Prompt: Return nothing but the lines from the line containing "Can you find the stone chapel?" through the last line of the records, reproduced exactly.

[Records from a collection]
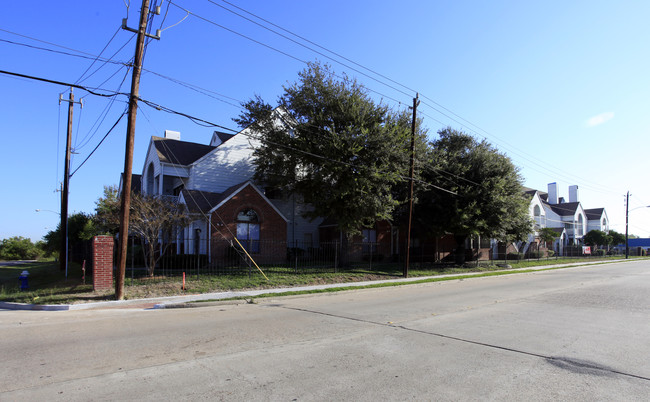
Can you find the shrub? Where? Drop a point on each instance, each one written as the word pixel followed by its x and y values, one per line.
pixel 375 257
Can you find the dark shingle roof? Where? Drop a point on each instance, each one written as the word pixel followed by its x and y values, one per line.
pixel 223 136
pixel 594 213
pixel 136 183
pixel 201 202
pixel 179 152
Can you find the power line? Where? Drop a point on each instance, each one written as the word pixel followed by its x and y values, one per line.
pixel 309 48
pixel 100 143
pixel 319 46
pixel 91 57
pixel 98 56
pixel 67 84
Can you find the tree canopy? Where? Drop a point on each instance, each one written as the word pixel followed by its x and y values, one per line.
pixel 335 148
pixel 472 190
pixel 19 248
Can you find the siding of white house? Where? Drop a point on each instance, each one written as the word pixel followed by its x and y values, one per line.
pixel 152 160
pixel 225 166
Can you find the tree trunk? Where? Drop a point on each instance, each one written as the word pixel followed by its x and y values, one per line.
pixel 344 261
pixel 460 249
pixel 152 258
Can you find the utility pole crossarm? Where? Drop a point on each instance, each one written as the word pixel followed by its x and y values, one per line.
pixel 128 155
pixel 63 257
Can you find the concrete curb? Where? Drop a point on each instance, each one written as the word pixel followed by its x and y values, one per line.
pixel 186 301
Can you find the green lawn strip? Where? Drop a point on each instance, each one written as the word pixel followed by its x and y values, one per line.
pixel 389 284
pixel 47 284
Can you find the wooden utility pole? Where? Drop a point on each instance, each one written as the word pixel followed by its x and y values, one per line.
pixel 63 253
pixel 416 102
pixel 128 156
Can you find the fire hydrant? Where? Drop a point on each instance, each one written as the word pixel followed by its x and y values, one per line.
pixel 24 285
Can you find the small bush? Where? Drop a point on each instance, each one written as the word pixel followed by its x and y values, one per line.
pixel 375 257
pixel 515 256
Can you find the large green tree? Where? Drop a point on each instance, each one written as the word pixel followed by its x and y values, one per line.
pixel 19 248
pixel 156 220
pixel 333 146
pixel 471 189
pixel 81 227
pixel 107 211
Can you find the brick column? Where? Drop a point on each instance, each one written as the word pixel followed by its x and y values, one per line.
pixel 102 262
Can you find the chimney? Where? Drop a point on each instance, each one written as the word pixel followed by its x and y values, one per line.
pixel 173 135
pixel 552 193
pixel 573 193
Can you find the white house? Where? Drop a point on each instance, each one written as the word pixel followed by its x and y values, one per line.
pixel 200 175
pixel 568 219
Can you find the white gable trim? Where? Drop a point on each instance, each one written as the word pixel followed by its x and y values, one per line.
pixel 243 186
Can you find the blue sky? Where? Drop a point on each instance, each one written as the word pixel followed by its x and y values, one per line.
pixel 560 87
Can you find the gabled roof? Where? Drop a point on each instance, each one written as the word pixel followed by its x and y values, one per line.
pixel 204 202
pixel 223 136
pixel 558 230
pixel 565 208
pixel 594 213
pixel 179 152
pixel 136 183
pixel 200 202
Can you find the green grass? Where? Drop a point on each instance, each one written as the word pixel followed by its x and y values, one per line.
pixel 48 284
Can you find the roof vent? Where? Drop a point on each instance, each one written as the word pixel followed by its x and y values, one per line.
pixel 173 135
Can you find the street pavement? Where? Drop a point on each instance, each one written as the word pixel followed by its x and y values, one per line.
pixel 570 334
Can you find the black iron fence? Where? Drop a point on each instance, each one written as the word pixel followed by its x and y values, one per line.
pixel 221 257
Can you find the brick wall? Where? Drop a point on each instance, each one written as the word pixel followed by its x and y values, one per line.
pixel 273 228
pixel 102 250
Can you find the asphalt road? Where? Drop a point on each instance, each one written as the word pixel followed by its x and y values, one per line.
pixel 569 334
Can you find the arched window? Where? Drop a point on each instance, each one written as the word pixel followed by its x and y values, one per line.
pixel 581 230
pixel 149 180
pixel 248 230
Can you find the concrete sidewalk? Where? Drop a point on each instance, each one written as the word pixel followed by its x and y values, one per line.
pixel 181 301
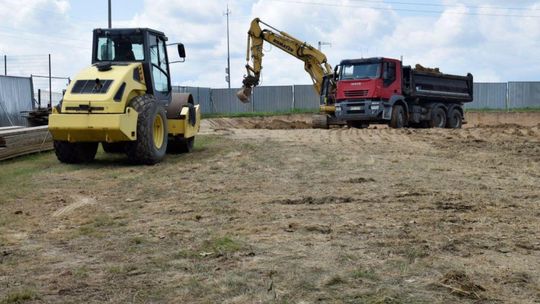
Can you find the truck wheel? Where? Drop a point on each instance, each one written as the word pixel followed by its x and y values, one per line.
pixel 398 117
pixel 455 120
pixel 438 118
pixel 178 145
pixel 319 121
pixel 119 147
pixel 151 144
pixel 357 124
pixel 75 153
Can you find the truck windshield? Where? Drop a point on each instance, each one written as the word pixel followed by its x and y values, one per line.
pixel 118 47
pixel 360 71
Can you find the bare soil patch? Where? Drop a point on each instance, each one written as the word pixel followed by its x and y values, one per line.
pixel 282 216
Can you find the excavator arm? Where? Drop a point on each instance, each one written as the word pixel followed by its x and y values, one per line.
pixel 315 62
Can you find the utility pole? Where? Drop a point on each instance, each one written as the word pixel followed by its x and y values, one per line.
pixel 50 83
pixel 110 15
pixel 228 70
pixel 321 43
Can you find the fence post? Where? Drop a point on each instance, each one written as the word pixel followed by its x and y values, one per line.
pixel 293 105
pixel 50 83
pixel 507 101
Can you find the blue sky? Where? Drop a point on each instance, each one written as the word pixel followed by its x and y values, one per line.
pixel 492 39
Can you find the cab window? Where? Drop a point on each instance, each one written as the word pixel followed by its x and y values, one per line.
pixel 120 48
pixel 389 75
pixel 158 59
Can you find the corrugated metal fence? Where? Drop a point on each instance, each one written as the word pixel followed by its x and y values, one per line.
pixel 499 96
pixel 15 97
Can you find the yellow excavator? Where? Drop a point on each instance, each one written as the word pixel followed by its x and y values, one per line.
pixel 315 64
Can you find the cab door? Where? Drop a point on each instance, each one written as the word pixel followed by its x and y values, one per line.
pixel 159 67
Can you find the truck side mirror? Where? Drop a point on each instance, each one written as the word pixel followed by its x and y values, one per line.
pixel 181 50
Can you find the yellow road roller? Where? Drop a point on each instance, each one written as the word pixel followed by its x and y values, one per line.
pixel 124 101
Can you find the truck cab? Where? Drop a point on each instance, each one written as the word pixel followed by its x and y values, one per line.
pixel 382 90
pixel 365 87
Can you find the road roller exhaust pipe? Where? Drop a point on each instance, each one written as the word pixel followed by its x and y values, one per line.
pixel 244 94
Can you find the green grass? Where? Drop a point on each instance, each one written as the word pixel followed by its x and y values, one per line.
pixel 365 274
pixel 222 245
pixel 20 296
pixel 260 114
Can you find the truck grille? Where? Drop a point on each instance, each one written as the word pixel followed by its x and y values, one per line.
pixel 356 93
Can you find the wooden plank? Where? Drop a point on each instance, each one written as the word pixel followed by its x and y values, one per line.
pixel 16 142
pixel 22 131
pixel 11 153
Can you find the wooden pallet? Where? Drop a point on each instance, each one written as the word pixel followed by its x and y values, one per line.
pixel 17 141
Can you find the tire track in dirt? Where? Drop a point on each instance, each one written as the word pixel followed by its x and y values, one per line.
pixel 80 201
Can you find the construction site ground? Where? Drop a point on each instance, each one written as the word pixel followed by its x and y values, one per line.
pixel 266 210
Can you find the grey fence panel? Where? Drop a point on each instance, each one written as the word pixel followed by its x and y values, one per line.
pixel 305 98
pixel 225 101
pixel 15 96
pixel 489 96
pixel 272 99
pixel 524 94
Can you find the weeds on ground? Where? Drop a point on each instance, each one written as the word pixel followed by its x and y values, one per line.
pixel 20 296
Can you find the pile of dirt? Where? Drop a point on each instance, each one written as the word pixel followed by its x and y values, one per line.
pixel 457 282
pixel 284 122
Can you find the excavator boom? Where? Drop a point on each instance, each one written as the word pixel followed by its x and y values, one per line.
pixel 315 62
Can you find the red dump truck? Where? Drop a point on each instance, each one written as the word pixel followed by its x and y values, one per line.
pixel 382 90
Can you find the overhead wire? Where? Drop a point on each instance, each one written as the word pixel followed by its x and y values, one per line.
pixel 404 9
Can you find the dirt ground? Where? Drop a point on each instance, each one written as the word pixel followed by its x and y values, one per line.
pixel 287 215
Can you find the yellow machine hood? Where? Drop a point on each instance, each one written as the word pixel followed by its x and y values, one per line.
pixel 104 89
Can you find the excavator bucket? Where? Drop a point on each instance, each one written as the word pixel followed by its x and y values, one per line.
pixel 244 94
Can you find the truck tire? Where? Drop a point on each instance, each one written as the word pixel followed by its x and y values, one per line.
pixel 398 119
pixel 357 124
pixel 178 145
pixel 319 121
pixel 75 153
pixel 455 119
pixel 118 147
pixel 438 118
pixel 151 144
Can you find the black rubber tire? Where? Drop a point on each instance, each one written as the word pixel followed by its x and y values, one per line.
pixel 119 147
pixel 179 145
pixel 438 118
pixel 357 124
pixel 398 119
pixel 75 153
pixel 143 150
pixel 454 119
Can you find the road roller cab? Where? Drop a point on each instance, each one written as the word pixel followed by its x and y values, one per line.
pixel 125 101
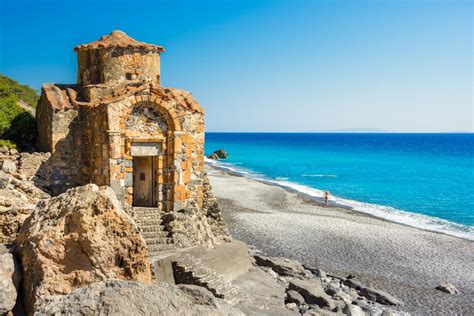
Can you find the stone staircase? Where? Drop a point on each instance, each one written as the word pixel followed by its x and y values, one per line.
pixel 149 222
pixel 190 270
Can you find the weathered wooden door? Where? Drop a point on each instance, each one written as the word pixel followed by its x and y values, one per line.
pixel 143 182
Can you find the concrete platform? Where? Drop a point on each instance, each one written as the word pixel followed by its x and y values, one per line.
pixel 230 260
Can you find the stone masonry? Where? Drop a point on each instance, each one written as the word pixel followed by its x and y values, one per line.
pixel 118 127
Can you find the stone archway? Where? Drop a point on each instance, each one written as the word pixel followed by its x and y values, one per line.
pixel 149 140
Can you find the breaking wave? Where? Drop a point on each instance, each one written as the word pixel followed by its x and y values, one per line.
pixel 385 212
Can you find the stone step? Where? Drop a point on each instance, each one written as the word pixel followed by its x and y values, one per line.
pixel 150 229
pixel 149 222
pixel 156 248
pixel 157 241
pixel 154 234
pixel 204 276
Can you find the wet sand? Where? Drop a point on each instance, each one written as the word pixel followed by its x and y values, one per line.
pixel 404 261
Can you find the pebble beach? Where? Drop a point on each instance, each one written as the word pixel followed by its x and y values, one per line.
pixel 407 262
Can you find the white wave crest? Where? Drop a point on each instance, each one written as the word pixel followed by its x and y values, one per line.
pixel 321 175
pixel 385 212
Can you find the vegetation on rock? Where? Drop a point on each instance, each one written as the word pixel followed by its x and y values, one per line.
pixel 16 125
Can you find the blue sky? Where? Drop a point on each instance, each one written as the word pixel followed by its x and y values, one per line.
pixel 273 65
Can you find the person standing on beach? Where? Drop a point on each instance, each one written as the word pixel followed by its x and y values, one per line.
pixel 326 197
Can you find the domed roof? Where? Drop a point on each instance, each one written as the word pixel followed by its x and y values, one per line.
pixel 118 39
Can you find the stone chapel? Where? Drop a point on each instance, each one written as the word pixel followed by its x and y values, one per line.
pixel 118 127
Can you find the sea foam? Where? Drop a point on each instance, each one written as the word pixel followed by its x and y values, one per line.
pixel 385 212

Completed exercise:
Can you find the stone chapel? Where? Drop a point on each instance, each one written as the word pixel followed by its x and y values, one per line.
pixel 118 127
Can you find the sea foam? Where? Drop a point on each instance, each one written as the word pixel followed by its x and y values, one per line.
pixel 385 212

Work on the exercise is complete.